WRITTEN REQUEST —
Locate each line in the listing below that contains the string "bridge" and copy those lines out in full.

SUPPLIED INFORMATION —
START

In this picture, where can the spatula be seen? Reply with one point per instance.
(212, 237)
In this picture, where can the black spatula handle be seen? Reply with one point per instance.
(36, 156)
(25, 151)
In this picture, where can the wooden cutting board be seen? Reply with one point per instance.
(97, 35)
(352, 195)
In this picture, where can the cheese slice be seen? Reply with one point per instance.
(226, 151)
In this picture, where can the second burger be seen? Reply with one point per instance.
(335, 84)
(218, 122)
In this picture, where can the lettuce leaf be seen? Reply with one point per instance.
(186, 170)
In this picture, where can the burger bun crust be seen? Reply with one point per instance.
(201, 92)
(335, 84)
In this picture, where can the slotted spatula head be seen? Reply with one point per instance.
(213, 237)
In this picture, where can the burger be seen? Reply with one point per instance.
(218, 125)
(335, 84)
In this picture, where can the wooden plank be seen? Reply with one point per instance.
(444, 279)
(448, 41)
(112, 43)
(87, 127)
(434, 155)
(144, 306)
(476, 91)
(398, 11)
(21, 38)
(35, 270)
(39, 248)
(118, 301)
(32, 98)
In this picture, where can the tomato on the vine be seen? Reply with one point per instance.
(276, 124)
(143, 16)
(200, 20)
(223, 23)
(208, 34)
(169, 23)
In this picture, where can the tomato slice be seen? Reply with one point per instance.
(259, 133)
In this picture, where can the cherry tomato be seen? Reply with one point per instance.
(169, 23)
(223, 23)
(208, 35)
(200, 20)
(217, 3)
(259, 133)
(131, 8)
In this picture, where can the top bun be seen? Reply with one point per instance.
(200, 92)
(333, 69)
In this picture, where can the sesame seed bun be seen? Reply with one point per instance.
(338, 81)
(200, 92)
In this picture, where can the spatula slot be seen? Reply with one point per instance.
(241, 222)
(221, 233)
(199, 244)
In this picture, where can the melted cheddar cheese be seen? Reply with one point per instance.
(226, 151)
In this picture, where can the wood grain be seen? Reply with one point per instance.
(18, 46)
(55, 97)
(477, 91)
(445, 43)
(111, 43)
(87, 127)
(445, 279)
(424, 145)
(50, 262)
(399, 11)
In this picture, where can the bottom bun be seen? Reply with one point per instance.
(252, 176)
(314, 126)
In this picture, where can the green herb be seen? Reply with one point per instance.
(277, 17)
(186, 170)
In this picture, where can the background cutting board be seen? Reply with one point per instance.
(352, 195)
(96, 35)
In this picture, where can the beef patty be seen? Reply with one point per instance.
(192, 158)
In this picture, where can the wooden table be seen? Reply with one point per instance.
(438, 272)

END
START

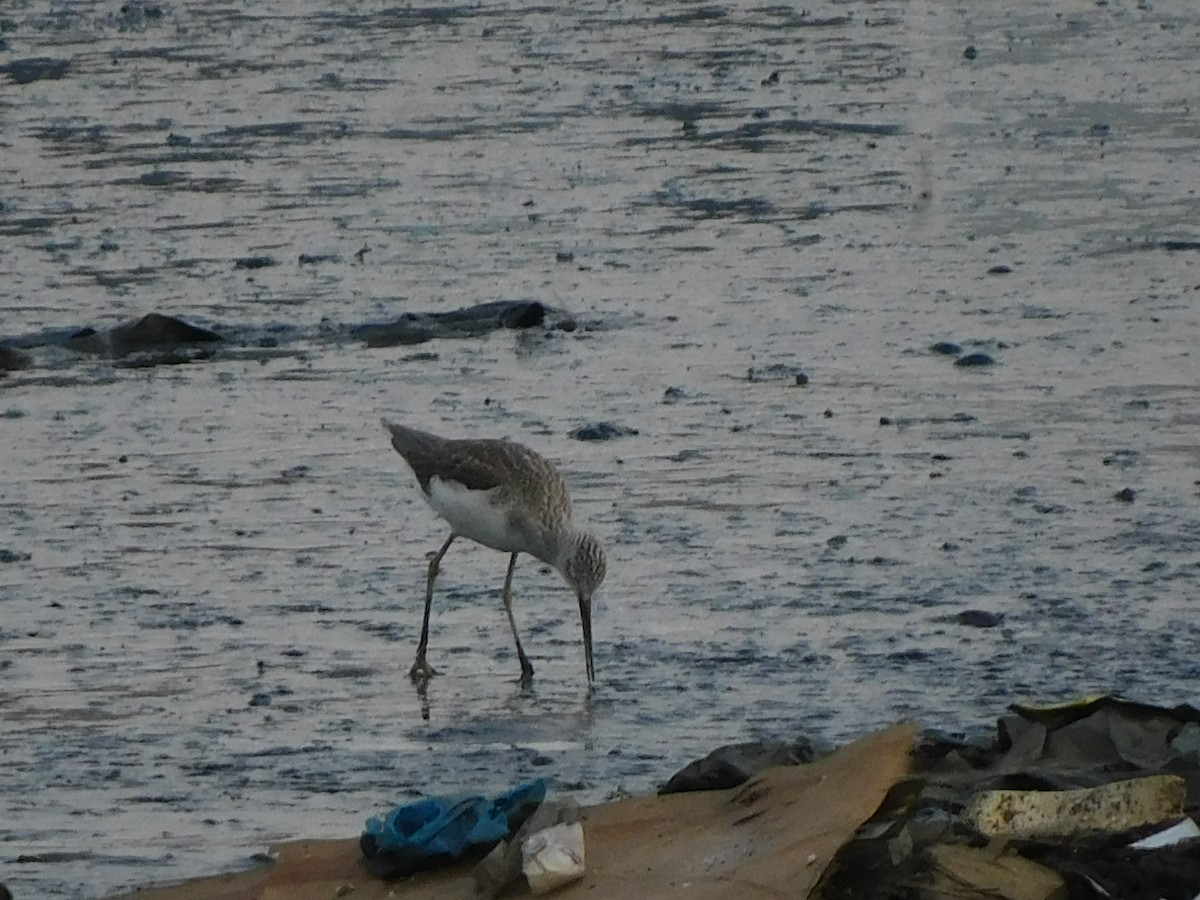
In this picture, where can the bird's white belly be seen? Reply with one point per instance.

END
START

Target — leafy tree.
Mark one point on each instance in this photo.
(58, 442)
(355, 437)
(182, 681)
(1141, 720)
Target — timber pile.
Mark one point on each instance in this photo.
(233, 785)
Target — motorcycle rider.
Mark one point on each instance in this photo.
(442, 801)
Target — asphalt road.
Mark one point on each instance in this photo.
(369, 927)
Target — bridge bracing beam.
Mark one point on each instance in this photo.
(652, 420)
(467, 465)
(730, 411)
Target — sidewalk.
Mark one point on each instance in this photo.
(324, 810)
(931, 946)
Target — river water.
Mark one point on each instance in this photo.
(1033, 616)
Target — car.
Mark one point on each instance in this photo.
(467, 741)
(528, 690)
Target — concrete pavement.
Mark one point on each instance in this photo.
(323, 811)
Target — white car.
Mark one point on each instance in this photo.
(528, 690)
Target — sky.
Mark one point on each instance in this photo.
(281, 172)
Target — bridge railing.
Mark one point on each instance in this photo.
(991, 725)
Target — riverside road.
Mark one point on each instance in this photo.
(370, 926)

END

THE RESPONSE —
Target — bridge bracing beam.
Target — bridge railing.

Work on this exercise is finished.